_RECORDS FOR THIS EXERCISE_.
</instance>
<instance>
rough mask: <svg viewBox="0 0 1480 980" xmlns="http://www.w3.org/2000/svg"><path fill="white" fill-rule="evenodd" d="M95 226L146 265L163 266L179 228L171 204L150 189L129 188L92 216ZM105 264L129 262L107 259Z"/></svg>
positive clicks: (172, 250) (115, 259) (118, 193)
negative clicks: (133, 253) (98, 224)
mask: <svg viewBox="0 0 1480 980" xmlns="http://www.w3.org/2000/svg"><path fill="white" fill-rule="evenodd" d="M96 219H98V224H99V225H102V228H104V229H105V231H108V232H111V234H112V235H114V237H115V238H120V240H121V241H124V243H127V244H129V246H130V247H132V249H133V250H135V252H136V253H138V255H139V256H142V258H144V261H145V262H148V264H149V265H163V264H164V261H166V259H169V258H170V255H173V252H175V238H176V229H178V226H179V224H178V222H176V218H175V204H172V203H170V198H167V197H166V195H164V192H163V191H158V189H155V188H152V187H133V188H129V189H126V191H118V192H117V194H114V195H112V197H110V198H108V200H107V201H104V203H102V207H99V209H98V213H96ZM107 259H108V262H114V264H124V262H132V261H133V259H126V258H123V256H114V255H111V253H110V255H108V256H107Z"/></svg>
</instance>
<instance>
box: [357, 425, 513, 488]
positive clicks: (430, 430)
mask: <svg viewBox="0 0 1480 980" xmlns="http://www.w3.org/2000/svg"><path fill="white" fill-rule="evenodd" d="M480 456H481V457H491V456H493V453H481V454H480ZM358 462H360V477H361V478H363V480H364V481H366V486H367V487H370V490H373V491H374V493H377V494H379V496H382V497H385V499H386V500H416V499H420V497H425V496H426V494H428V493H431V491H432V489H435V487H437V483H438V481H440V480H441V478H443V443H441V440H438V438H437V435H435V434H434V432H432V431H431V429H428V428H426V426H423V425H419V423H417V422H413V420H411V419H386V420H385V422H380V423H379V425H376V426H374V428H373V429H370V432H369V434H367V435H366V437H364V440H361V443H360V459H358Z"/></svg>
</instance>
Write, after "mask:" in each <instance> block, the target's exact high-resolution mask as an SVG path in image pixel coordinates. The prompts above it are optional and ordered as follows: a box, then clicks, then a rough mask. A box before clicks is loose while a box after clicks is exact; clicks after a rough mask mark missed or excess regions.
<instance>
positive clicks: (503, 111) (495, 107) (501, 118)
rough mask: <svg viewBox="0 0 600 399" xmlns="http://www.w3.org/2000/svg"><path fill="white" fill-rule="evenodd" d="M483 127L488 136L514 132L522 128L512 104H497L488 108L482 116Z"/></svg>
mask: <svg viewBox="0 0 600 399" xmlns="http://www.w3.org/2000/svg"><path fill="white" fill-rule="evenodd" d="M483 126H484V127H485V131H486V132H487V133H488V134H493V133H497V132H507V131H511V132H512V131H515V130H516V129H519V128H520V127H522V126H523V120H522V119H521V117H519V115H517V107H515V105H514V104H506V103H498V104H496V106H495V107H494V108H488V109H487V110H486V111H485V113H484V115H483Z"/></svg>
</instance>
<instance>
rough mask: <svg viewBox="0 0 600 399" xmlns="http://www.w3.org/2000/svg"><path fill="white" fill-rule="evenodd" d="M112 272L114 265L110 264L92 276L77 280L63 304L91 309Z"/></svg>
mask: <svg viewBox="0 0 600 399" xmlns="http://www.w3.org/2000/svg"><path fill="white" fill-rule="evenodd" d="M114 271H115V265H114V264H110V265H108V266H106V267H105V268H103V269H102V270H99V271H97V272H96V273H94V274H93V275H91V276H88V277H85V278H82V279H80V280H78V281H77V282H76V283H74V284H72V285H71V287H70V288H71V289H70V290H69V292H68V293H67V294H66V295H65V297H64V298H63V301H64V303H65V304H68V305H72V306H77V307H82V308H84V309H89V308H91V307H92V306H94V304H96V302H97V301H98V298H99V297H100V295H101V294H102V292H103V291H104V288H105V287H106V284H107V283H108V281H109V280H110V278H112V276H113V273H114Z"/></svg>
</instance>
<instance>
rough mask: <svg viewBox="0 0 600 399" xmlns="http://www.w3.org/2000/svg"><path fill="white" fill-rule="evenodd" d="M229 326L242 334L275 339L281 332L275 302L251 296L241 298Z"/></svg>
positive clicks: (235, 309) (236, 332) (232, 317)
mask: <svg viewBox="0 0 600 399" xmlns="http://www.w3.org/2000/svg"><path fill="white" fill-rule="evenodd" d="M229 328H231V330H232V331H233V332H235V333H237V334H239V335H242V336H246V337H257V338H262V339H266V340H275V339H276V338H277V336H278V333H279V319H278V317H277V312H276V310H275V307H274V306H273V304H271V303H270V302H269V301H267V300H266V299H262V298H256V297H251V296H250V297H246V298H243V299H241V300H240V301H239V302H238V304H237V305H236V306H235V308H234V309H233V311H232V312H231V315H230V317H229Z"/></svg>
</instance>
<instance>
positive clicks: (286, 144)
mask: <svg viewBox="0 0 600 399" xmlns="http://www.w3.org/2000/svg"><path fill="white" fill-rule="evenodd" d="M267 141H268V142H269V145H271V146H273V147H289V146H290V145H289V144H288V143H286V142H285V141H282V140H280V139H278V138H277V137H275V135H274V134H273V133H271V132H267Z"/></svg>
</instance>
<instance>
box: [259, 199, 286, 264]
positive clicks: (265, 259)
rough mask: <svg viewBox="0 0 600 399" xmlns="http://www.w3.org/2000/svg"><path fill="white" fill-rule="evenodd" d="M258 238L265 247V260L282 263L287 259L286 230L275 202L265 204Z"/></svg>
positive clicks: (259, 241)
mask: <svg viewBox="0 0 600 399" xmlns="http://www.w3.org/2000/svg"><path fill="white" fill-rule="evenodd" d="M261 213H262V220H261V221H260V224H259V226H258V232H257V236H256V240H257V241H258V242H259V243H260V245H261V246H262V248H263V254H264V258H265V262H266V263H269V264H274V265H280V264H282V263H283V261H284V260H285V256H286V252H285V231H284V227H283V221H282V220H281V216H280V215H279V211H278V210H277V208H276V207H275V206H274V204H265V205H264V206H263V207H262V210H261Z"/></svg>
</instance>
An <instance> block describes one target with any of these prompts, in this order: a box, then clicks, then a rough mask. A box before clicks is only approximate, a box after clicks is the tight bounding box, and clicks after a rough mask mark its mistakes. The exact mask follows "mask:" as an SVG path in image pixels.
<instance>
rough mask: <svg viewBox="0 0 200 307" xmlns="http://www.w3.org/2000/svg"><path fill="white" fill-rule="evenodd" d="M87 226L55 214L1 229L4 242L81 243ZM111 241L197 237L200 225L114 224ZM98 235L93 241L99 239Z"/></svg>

_WORK ORDER_. Every line with the string "before" in the material should be returned.

_ANSWER TO THIS PROBLEM_.
Write, after "mask:" in each <instance> block, the target's exact high-resolution mask as an SVG path in image pixel coordinates. The prompts above it are optional and ordered as follows: a box, then clicks, then a rough mask. A box before clicks is loose while a box after clicks is exact; clicks after a rough mask mark missed or excess regions.
An <instance> block describes one target with any of these prompts, in this order: a box, then clicks, then a rough mask. A box before clicks is only approximate, a box after clicks is the tight bounding box, and clicks after a rough mask mark its mistakes. The exact mask follows "mask:" as an SVG path in image pixels.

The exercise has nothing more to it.